» **WHAT THE TASK ASKS**
State how many lines of the listing contain the string "door", matching case exactly. Give only the number.

» **PROVIDED INFORMATION**
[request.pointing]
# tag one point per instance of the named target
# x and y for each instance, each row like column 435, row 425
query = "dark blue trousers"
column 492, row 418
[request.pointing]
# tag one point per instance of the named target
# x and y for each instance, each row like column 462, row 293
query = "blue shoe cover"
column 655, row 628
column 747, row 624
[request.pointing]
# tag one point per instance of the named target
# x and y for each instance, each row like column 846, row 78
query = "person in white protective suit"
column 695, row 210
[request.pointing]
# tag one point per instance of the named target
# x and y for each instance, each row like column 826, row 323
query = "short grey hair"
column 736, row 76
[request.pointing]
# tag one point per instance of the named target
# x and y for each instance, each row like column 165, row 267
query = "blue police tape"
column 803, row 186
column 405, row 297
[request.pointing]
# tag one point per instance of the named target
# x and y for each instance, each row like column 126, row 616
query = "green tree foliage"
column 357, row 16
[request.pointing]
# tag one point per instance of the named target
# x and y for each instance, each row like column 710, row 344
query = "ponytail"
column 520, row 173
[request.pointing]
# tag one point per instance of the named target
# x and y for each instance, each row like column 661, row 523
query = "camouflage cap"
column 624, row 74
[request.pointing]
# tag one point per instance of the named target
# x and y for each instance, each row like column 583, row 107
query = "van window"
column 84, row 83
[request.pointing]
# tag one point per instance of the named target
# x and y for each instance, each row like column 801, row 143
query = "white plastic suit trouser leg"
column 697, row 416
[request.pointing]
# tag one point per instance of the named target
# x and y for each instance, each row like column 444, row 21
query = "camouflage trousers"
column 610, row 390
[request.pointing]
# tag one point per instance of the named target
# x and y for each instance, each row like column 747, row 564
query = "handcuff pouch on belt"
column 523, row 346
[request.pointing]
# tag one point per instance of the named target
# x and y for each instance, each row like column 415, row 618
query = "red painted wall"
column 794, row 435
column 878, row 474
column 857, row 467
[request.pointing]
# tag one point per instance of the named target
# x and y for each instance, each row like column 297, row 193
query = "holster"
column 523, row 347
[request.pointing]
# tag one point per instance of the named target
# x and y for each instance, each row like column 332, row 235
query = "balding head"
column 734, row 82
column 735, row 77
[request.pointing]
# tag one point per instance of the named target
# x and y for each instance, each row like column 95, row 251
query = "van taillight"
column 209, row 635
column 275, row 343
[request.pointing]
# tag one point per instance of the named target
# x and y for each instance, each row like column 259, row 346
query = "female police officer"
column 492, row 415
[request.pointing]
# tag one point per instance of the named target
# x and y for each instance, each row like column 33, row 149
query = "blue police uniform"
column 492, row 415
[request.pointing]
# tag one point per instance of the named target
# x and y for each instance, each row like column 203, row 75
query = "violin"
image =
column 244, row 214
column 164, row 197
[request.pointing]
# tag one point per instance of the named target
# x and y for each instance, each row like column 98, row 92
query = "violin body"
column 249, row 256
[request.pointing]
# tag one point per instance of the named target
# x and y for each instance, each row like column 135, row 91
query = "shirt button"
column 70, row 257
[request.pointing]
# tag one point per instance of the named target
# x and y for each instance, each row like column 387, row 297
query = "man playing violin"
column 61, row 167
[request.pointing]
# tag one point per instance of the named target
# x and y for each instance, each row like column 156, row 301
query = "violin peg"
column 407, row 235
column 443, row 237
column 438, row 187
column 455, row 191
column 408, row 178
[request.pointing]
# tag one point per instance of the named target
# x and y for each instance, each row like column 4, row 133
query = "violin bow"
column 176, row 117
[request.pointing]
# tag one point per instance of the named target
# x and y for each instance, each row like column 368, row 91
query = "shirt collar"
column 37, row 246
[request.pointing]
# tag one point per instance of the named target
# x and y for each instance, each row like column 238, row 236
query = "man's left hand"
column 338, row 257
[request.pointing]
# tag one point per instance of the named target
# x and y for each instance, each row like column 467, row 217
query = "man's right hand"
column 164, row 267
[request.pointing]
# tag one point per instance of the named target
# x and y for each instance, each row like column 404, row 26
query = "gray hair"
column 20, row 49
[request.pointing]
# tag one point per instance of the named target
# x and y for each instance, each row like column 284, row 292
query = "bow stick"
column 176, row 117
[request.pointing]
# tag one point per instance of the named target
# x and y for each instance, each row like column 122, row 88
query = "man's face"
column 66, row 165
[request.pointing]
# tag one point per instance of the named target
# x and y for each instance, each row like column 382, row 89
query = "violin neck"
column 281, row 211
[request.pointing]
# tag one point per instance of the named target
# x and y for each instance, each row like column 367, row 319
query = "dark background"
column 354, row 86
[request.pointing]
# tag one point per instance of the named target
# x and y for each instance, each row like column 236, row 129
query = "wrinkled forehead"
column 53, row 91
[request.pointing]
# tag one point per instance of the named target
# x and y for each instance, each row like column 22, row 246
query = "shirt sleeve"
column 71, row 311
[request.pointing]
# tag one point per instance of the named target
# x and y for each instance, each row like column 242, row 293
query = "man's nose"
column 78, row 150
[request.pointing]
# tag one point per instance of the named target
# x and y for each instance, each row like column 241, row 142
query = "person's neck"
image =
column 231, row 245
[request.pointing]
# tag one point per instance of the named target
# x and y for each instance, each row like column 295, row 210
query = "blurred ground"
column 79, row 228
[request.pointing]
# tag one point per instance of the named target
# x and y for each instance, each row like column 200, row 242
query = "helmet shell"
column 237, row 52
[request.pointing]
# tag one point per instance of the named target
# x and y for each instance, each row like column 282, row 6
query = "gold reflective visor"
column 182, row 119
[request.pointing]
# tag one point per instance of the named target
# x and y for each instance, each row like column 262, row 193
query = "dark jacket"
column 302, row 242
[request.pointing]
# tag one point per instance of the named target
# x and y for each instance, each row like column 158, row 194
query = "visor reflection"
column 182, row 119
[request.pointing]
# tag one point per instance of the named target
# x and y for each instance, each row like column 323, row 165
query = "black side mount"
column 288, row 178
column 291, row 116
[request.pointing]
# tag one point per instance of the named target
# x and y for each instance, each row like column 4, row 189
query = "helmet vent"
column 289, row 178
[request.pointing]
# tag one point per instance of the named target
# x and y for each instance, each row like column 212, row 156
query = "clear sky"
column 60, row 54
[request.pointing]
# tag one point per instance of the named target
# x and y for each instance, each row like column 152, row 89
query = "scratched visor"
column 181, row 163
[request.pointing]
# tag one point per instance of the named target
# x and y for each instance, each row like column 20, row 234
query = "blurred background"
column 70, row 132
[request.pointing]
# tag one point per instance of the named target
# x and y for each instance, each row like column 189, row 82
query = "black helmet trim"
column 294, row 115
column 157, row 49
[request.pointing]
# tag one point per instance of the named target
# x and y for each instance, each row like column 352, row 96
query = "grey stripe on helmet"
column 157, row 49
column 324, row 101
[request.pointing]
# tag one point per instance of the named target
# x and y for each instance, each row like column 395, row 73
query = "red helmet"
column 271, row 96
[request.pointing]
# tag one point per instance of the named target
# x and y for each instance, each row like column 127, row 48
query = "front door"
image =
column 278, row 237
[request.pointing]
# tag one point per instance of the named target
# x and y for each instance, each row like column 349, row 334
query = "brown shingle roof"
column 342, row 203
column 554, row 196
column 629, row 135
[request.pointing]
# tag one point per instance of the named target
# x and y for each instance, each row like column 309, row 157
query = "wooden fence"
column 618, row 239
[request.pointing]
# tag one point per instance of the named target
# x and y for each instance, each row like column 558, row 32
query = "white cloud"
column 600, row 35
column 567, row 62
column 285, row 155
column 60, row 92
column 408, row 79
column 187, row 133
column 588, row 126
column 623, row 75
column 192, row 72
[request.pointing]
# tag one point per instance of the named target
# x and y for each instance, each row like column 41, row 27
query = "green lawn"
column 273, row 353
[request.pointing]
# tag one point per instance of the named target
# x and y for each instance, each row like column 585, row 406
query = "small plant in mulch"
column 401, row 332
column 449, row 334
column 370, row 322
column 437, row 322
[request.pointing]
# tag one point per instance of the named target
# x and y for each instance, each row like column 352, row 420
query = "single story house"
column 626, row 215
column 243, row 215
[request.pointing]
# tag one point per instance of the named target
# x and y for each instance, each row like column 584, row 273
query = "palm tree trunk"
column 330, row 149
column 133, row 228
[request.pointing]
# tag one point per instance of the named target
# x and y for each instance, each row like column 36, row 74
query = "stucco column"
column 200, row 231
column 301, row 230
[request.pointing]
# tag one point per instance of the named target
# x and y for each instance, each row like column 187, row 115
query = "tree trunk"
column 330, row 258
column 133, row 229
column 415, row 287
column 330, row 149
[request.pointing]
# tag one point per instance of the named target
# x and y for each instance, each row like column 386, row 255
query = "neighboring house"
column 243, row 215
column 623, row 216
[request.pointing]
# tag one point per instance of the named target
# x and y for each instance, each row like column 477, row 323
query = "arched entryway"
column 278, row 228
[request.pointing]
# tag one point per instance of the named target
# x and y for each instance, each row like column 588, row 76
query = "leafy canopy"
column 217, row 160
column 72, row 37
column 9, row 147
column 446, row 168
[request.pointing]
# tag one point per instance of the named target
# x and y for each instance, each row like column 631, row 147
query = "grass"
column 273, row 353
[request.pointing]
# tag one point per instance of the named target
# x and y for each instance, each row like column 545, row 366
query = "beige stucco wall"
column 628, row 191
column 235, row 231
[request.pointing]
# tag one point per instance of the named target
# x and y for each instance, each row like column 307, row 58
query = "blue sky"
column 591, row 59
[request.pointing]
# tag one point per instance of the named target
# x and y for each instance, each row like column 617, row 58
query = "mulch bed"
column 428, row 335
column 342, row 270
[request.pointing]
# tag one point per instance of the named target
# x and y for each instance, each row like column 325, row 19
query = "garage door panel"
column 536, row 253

» **EXERCISE RESPONSE**
2